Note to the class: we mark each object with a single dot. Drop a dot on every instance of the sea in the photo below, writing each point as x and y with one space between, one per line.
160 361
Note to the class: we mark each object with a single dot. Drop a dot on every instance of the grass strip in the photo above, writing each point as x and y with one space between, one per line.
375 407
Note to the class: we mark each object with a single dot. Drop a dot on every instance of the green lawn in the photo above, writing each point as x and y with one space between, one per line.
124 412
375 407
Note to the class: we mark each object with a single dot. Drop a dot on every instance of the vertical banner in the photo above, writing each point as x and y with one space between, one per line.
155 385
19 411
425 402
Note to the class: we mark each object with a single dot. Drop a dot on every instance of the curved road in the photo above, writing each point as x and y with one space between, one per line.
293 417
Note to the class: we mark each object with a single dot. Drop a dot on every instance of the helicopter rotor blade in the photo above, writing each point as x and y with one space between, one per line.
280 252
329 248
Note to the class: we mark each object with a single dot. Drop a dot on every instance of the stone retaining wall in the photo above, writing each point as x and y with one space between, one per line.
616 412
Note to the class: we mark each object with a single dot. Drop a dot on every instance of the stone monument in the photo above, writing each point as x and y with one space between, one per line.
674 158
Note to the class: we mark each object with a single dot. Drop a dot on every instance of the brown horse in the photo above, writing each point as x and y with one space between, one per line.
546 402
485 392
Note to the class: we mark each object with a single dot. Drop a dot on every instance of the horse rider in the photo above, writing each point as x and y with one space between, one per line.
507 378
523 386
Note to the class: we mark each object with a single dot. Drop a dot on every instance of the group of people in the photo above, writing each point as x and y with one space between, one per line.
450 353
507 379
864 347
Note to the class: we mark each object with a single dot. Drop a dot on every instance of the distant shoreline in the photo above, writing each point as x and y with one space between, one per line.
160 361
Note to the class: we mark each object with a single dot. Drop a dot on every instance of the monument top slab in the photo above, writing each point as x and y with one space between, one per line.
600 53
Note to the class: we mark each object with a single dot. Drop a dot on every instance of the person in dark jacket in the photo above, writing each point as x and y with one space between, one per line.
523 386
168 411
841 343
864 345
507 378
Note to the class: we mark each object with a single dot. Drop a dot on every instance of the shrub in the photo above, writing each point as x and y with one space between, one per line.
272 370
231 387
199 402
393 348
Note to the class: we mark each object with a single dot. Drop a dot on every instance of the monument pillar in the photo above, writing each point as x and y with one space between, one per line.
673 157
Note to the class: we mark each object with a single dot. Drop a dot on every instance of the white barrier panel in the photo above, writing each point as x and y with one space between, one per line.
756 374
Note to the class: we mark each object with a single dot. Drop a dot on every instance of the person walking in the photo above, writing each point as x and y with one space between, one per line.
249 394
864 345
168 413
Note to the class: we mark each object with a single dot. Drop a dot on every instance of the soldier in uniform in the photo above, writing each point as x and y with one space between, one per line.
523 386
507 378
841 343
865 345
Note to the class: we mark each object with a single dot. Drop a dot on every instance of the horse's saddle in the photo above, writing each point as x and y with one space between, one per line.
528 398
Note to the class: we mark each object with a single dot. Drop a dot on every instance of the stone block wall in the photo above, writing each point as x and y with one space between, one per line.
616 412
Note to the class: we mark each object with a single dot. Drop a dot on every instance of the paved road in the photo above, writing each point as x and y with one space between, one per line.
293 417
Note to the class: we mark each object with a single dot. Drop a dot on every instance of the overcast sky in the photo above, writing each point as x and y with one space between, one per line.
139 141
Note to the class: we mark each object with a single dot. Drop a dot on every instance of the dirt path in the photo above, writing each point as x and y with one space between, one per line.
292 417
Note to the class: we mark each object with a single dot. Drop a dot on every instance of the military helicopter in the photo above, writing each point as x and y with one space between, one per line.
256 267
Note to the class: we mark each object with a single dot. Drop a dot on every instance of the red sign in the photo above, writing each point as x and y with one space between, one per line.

========================================

Problem statement => Would you give the entries back word for word?

Finished exercise =>
Note to the class: we mark each object with a single dot. Drop a dot on every instance of the sea in the photo below, writing each point as x and y with one space between, one per line.
160 361
Note to the class: we mark each object with a single dot. Drop a dot on every instance of the grass strip in the photo above, writing each point as x and y with one space between, one per line.
375 407
Note to the class: we mark each object with a single dot. Drop a dot on every instance of the green lawn in the photo above, writing each point as x and y with one space between, one per line.
124 412
375 407
Note to the class: we mark each object with a single dot. Drop a dot on every instance of the vertical banner in the photo above, writing each point as x and y with one space between, one per line.
155 385
19 411
425 402
Note to the class: we mark each object with a single dot. Drop a dot on every instance of the curved road in the photo above, writing each point as x and y with one space between, one per line.
293 417
Note to the class: we mark each object with a single dot. Drop a dot on every instance of the helicopter rotor blade in the photo above, writing each point as x and y with one space between, one per line.
280 252
329 248
Note to the class: we mark each object with a single dot. Drop a dot on every instance of the stone retaining wall in the photo above, writing each point as x and y with one space between, one per line.
616 412
Note to the class: we mark each object with a single dot. Drop a dot on every instance of the stone monument in the photo above, writing each point as x and y with one space between, one per line.
674 158
Note to the class: we mark each object with a single dot. Drop a dot on every instance of the brown horse in the photo above, writing each point as x and y with one space between, one per line.
546 402
485 392
Note to the class: we mark each object with a single dot. Drop a dot on every instance of the horse rider in the photo above, writing each point as x and y with one space between, one per line.
507 378
523 386
Note to the class: we mark each object with a single dot. Drop a dot on every instance of the group of people in the photo above, writing each point as x and y with one space between, one per line.
450 353
507 379
864 347
Note to the class: we mark each object with a single dot. Drop a dot on every instance of the distant shoreline in the photo above, writing each point as x and y with one space between, one per line.
160 361
Note to the class: we mark each object with a single dot. Drop a dot on every instance of the monument top slab in the photo above, writing each point as x and y with one space between, one per line.
600 53
Note to the class: we mark each object with a single dot. Drop a dot on every instance of the person in dark jacket in the photo above, writing each point as x and y with one space between, one per line.
523 386
168 411
841 343
864 345
507 378
Note to the class: we mark each object with a single dot. Drop a dot on every instance of the shrub in the photo above, writing each point as x and y with one space between, one per line.
272 370
231 387
199 402
393 348
Note to the class: we mark each object with a single dot. Drop a dot on every instance of the monument pillar in the photo above, writing each point as x and y with one space between, one per line.
673 157
Note to the class: we mark each object with a single dot. Drop a dot on every instance of the white barrier panel in the photo above, writing each point as x and y with one space between, one per line.
756 374
Note to the class: we mark each object with a single dot. Drop a dot on every instance of the person walking in the photo above, writing each point as x and y with one space between, one per line.
249 394
864 345
168 413
Note to the class: we mark each object with a single dot. Drop a dot on every instance of the soldier in uniform in the photo above, writing each point as x and y with one space between, one per line.
523 386
507 378
841 343
865 345
Note to the class: we mark each object with a single dot. Drop a dot on every instance of the horse's saddle in the photo above, writing each point as x and y with one space between, one per line.
528 398
Note to the class: we mark each object with a single dot. Drop a dot on every instance of the stone block wall in the photo above, writing each point as x and y with one space between, one per line.
616 412
Note to the class: we mark each object with a single dot. Drop a dot on every instance of the paved road in the photo above, writing each point as x and y with one space between, one per line.
293 417
Note to the class: we mark each object with a single dot. Drop a dot on every instance of the overcast sky in the photo above, writing each point as x and y with one space between, one per line.
139 141
Note to the class: we mark each object with a single dot. Drop a dot on every instance of the dirt path in the photo above, writing each point as x and y with one space between, one per line.
292 417
Note to the class: we mark each object with a single dot. Drop a dot on every instance of the military helicopter in the photo above, writing each point as x and y with one space between, one per line.
256 267
Note to the class: we mark each object with a single dot. Drop a dot on every instance of the red sign in the photo above, writing each point as x and y with one space between, one per line.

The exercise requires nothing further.